## Objectives:
(A) Summarize the reflection on John 9 below in two sentences.
(B) Answer these questions from the reflection on John 9 below.
(i) What does the name of the pool Siloam mean?
(ii) What does Jesus spit into to make the mud paste?
(iii) Which passage is cited for the command to not lose heart?
(C) Using the reflection on John 9 below, decide whether each statement agrees with it. Answer yes or no, and quote the deciding words.
(i) The blind man asked Jesus to heal him.
(ii) The crowd watched as Jesus touched the man's eyes.
(iii) Jesus told the man that he would be healed.

## Text excerpt:
++++
That’s typically not the word I think of when contemplating a miracle Jesus performed, but there’s one exception.

In John 9:1-11 Jesus goes over to a blind man without being asked, and then He spits into the dust and makes some mud paste, which He rubs onto the man’s eyes.  (Imagine someone praying for your healing and doing something like this.)  The blind man feels the fingers of the teacher on his eyes as the crowd looks on in wonder.

What’s the Miracle Maker going to do?

And then …

Nothing happens.

Jesus just tells the guy to go wash the mud off in a pool called Siloam, which means “sent” (John 9:7).

The crowd must have walked away feeling disappointed, but what about the blind man? Jesus didn’t even tell him that he would be healed. He just told him to wash his eyes, which I imagine he wanted to do anyway.

The thing that really gets me is the man’s trip to the pool. I don’t know if someone guided him or if he just stumbled through the crowd asking for directions, but either way, he wasn’t healed yet.

Many of us feel like that blind man at that point in the story. We’re in desperate need and we haven’t gotten our miracle yet. And in response, Jesus gives us a command that often seems as pointless as washing our face in a pool: Remain persistent in prayer, even when God doesn’t come through, “and [do] not lose heart” (Luke 18:1-8).
++++
## Data segment:
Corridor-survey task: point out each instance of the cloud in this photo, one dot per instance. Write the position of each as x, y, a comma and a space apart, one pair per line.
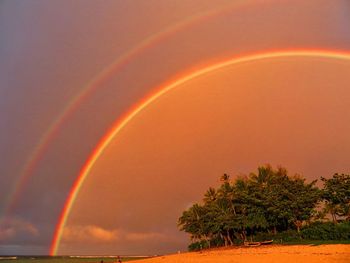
++++
## Answers per task:
(A) In John 9:1-11, Jesus goes to a blind man without being asked and rubs mud made from his spit onto the man's eyes, but nothing happens and he only tells the man to wash in the pool of Siloam, so the man goes there still unhealed. Many people feel like that man, in desperate need without their miracle yet, and Jesus's command to them is to remain persistent in prayer and not lose heart even when God doesn't come through.

(B)
(i) "Sent."
(ii) The dust.
(iii) Luke 18:1-8.

(C)
(i) No: "Jesus goes over to a blind man without being asked"
(ii) Yes: "The blind man feels the fingers of the teacher on his eyes as the crowd looks on in wonder."
(iii) No: "Jesus didn’t even tell him that he would be healed."